** Start of Records to process **

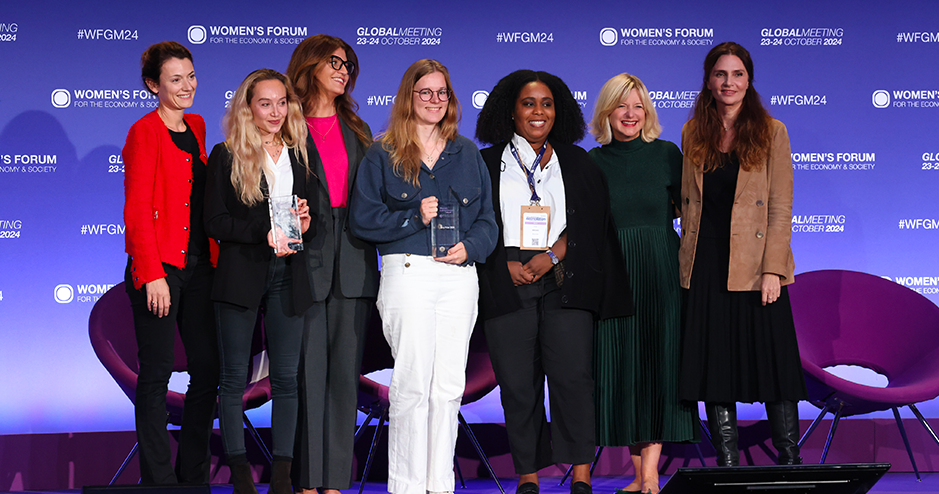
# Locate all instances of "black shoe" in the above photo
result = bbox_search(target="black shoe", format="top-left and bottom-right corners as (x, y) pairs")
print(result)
(515, 482), (538, 494)
(228, 462), (258, 494)
(766, 401), (802, 465)
(704, 403), (740, 467)
(571, 482), (593, 494)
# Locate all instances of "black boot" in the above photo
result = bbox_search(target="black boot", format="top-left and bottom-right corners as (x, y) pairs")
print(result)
(704, 403), (740, 467)
(269, 456), (293, 494)
(766, 401), (802, 465)
(228, 455), (258, 494)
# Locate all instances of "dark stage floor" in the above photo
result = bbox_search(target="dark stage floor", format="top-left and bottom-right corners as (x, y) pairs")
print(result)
(7, 473), (939, 494)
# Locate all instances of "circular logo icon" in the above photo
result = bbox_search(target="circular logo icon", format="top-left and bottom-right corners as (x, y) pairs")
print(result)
(52, 89), (72, 108)
(600, 27), (619, 46)
(473, 91), (489, 110)
(52, 283), (75, 304)
(871, 89), (890, 108)
(187, 25), (206, 45)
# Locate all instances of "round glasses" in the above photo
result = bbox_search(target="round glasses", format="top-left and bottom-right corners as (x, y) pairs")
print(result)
(414, 89), (450, 102)
(329, 55), (355, 74)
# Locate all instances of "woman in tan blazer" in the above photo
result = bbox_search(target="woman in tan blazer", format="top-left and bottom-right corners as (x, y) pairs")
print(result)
(679, 42), (806, 466)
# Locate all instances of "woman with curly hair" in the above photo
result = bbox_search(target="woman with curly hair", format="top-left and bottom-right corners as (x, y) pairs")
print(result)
(679, 42), (807, 466)
(287, 34), (378, 494)
(476, 70), (632, 494)
(351, 59), (497, 494)
(205, 69), (318, 494)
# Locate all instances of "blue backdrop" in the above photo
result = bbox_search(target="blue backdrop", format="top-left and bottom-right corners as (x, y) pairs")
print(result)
(0, 0), (939, 434)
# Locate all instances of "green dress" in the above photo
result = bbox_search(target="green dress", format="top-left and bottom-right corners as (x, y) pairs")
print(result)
(590, 138), (700, 446)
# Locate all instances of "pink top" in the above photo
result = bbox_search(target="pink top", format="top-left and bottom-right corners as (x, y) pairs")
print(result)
(306, 115), (349, 208)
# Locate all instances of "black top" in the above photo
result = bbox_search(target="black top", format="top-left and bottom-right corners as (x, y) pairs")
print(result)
(698, 154), (740, 239)
(170, 122), (209, 262)
(477, 142), (633, 320)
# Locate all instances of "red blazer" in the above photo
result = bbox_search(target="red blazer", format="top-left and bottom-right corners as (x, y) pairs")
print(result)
(122, 111), (218, 289)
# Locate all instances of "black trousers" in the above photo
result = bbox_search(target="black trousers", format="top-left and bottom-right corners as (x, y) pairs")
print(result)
(483, 273), (596, 474)
(292, 208), (375, 490)
(124, 255), (219, 484)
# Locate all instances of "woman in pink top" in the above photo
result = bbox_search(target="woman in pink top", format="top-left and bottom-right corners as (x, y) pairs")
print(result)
(287, 34), (378, 494)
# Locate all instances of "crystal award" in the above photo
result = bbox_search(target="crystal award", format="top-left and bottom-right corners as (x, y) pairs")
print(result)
(268, 195), (303, 252)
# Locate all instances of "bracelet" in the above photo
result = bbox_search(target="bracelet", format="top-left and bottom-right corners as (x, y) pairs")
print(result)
(545, 249), (561, 264)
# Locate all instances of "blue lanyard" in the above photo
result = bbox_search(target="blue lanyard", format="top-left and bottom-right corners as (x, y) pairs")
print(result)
(509, 141), (548, 204)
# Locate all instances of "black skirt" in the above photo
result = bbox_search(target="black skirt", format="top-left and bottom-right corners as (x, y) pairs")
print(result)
(679, 237), (808, 403)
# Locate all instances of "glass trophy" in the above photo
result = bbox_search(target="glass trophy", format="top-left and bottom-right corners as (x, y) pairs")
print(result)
(268, 195), (303, 252)
(430, 203), (460, 257)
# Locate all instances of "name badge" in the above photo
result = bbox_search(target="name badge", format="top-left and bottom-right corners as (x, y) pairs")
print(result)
(519, 206), (551, 250)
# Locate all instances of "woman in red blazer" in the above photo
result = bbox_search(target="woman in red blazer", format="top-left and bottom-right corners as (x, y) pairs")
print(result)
(123, 41), (219, 484)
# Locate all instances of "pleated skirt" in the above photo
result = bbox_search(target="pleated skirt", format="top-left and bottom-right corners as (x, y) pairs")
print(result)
(594, 227), (700, 446)
(679, 237), (807, 403)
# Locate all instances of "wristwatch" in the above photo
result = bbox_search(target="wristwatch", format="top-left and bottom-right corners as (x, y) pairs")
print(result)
(545, 249), (561, 264)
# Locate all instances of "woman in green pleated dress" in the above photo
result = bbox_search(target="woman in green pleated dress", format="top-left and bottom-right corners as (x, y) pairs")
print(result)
(590, 73), (700, 493)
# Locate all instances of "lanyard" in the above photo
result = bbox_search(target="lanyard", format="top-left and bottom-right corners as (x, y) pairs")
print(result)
(509, 141), (548, 204)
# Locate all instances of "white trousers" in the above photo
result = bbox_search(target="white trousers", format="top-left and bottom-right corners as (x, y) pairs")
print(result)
(377, 254), (479, 494)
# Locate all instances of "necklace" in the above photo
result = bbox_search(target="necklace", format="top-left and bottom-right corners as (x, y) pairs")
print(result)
(424, 139), (440, 164)
(310, 117), (339, 139)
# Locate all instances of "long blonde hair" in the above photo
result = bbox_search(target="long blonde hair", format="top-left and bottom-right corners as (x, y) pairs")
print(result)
(222, 69), (312, 206)
(379, 58), (460, 185)
(590, 72), (662, 144)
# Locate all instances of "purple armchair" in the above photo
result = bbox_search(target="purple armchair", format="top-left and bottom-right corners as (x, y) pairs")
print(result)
(789, 270), (939, 478)
(88, 283), (271, 485)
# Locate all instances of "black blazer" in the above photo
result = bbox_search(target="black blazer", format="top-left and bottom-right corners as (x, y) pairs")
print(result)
(205, 142), (319, 315)
(477, 142), (633, 320)
(306, 119), (378, 302)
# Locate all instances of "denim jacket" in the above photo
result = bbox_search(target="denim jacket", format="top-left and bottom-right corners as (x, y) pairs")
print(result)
(349, 136), (499, 264)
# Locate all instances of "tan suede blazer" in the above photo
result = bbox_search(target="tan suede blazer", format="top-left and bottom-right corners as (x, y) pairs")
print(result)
(678, 119), (795, 291)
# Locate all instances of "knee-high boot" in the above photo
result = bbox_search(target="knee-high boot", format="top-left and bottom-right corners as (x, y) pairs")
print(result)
(766, 401), (802, 465)
(704, 403), (740, 467)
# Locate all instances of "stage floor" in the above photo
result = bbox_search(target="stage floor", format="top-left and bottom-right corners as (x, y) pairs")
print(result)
(7, 473), (939, 494)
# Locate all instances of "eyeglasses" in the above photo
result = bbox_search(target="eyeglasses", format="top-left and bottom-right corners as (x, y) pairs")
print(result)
(329, 55), (355, 74)
(414, 89), (450, 101)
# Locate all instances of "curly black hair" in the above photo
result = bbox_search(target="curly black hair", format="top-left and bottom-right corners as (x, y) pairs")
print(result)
(476, 70), (587, 145)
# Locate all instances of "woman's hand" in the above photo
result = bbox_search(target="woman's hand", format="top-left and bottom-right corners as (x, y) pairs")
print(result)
(267, 229), (298, 257)
(421, 196), (437, 226)
(762, 273), (782, 305)
(297, 199), (312, 234)
(434, 242), (467, 264)
(522, 253), (554, 281)
(507, 261), (535, 286)
(144, 278), (170, 317)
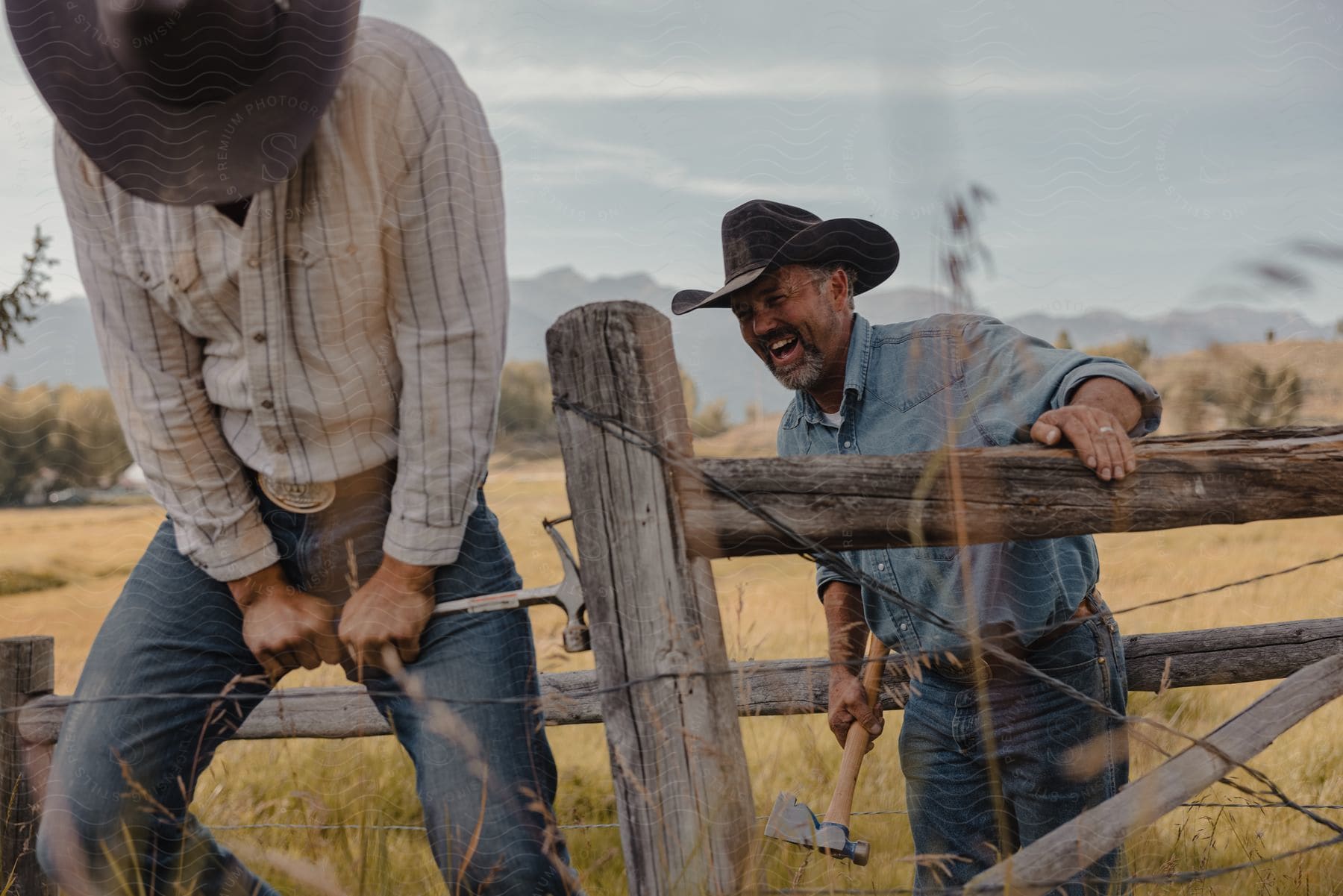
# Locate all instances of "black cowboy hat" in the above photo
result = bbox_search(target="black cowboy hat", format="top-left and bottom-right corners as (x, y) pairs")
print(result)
(5, 0), (359, 205)
(672, 198), (900, 314)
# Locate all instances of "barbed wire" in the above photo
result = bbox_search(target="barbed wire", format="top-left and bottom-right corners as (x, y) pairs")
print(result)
(203, 802), (1343, 833)
(768, 834), (1343, 896)
(1111, 554), (1343, 616)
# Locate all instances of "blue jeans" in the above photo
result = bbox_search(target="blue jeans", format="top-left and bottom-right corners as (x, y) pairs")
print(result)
(900, 603), (1128, 896)
(37, 474), (576, 896)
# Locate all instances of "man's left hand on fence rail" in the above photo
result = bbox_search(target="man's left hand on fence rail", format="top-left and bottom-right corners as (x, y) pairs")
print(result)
(339, 556), (433, 681)
(1030, 376), (1142, 481)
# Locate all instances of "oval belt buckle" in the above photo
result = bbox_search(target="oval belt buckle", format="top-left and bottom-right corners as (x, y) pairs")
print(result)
(257, 473), (336, 513)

** End of Records to process **

▶ _Set task_: Recast the lines from the start of the recorded data through the line containing "(679, 42), (806, 466)", inclusive, as a numbered list. Skip any blank lines and leave the pictures out.

▶ _Completed task_:
1. # Locate all instances of "black shoe" in the above photo
2. result = bbox_search(target="black shoe", format="top-left and bottom-right corners as (x, y) pairs")
3. print(result)
4. (515, 482), (538, 494)
5. (228, 462), (258, 494)
6. (766, 401), (802, 465)
7. (704, 403), (740, 467)
8. (571, 482), (593, 494)
9. # Locate all instances of "black boot" in the above photo
10. result = bbox_search(target="black boot", format="top-left and bottom-right corners as (x, y) pairs")
11. print(result)
12. (704, 403), (740, 467)
13. (269, 456), (293, 494)
14. (766, 401), (802, 465)
15. (228, 455), (258, 494)
16. # Locate all instances of "dark stage floor" in the above photo
17. result = bbox_search(target="dark stage floor", format="top-left and bottom-right corners as (x, y) pairs")
18. print(result)
19. (7, 473), (939, 494)
20. # Locate all instances of "circular logo icon" in the above photo
21. result = bbox_search(target="circular logo icon", format="top-left and bottom-right corners as (x, y) pairs")
22. print(result)
23. (52, 89), (72, 108)
24. (600, 27), (619, 46)
25. (473, 91), (489, 110)
26. (52, 283), (75, 304)
27. (871, 89), (890, 108)
28. (187, 25), (206, 45)
29. # Locate all instances of "round glasses" in the above photo
30. result = bbox_search(target="round glasses", format="top-left and bottom-right corners as (x, y) pairs")
31. print(result)
32. (414, 89), (450, 102)
33. (329, 55), (355, 74)
34. # Locate all instances of "woman in tan blazer" in the above photo
35. result = bbox_search(target="woman in tan blazer", format="top-left and bottom-right corners as (x, y) pairs")
36. print(result)
37. (679, 42), (806, 466)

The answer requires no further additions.